Consigne 1.
D'après l'extrait sur la productivité et la croissance, sur quelle étude s'appuie le deuxième chapitre ?
Consigne 2.
Poursuivez l'extrait sur la productivité et la croissance après sa dernière phrase.

Extrait du document.
────────────────

Or, le potentiel de la croissance d'un
pays dépend de la croissance de l'emploi et de la productivité
par tête
9
(
*
)
.
La productivité est ainsi au coeur du processus de croissance d'un pays et de sa richesse.
Mais, à un horizon où la croissance peut être contrainte par une insuffisance de la demande , la productivité détermine le contenu en emplois de la croissance .
Cette double nature du concept de productivité peut placer la politique économique face au conflit d'objectifs : dans un contexte de faible croissance, il peut être rationnel de mettre en oeuvre des politiques d' enrichissement du contenu en emplois de la croissance - donc de ralentir les gains de productivité - afin de lutter contre le chômage, mais elles contribuent à terme à abaisser le potentiel de croissance et à affaiblir structurellement l'économie.
Cette contradiction apparente peut-elle être dépassée, ce qui revient finalement à poser cette question triviale : la productivité joue-t-elle contre l'emploi ?
Cette problématique sera abordée dans un premier chapitre introductif.
La deuxième problématique est liée au creusement des écarts de niveau de vie entre l'Europe et les États-Unis : quels sont les facteurs comptables de ces écarts ? Résultent-ils en particulier d'une « préférence européenne pour le loisir » 10 ( * ) ?
Ces questions seront abordées dans le deuxième chapitre , sur la base de l'étude réalisée par l'INSEE et annexée à ce rapport d'information.
La troisième problématique résulte de ce qui apparaît en première analyse comme un décrochage de l'Europe par rapport aux États-Unis en matière d'évolution des rythmes de productivité depuis les années 1990 : quelle est la réalité de ce décrochage ? Quelles en sont les causes ? Que faut-il penser de la thèse souvent avancée, selon laquelle l'économie européenne aurait rattrapé, dans le courant des années 80, le niveau de la productivité américaine grâce à une stratégie d'imitation , mais qu'ayant atteint la « frontière technologique » 11 ( * ) , il lui faudrait désormais entrer dans une stratégie d'innovation permanente , que ses rigidités et ses faiblesses structurelles supposées (effort de recherche et de formation insuffisants, réglementation excessive...) freineraient ? ( troisième chapitre ).

────────────────

(Entrées de la collection)
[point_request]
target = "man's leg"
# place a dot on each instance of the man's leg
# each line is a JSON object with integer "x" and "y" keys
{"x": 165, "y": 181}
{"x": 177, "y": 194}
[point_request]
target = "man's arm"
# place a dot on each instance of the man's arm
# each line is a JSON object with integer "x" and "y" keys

────────────────

Réponse finale 1.
Sur l'étude réalisée par l'INSEE et annexée au rapport d'information.

Réponse finale 2.
La quatrième problématique est de nature prospective : dans un contexte de vieillissement démographique , qui va entraîner une augmentation du ratio de dépendance (rapport du nombre d'actifs au nombre d'inactifs), le ralentissement de la progression du niveau de vie est-il inéluctable ? Cela remet-il en cause la capacité des actifs à financer l'augmentation des dépenses liées au vieillissement démographique (retraites et santé) ? ( quatrième chapitre ).
*
* *
* 1 Les termes « Union européenne » utilisés dans ce rapport se réfèrent, sauf précision contraire, à la moyenne des 15 pays membres de l'Union en 2004.
* 2 A cause de la « crise Internet ».
* 3 C'est-à-dire que le niveau du PIB est inférieur de 1,5 % à son niveau potentiel ou tendanciel (estimation OFCE).
* 4 Expression citée par Arnaud Parienty, dans la revue « Alternatives économiques » (n° 240).
* 5 « A manna from heaven » selon l'image de l'économiste C. HALTEN.
* 6 Dans le modèle de croissance de l'économiste Robert SOLOW.
* 7 Cette étude est annexée à ce rapport d'information.
* 8 Ce rapport s'est notamment appuyé sur les travaux de Gilbert CETTE, Directeur des études macroéconomiques à la Banque de France. Cet économiste, coauteur avec Patrick ARTUS du rapport du travail d'Analyse Économique « Productivité et croissance » (2004), a proposé nombreuses contributions qui ont permis d'améliorer la compréhension des évolutions et des déterminants de la productivité.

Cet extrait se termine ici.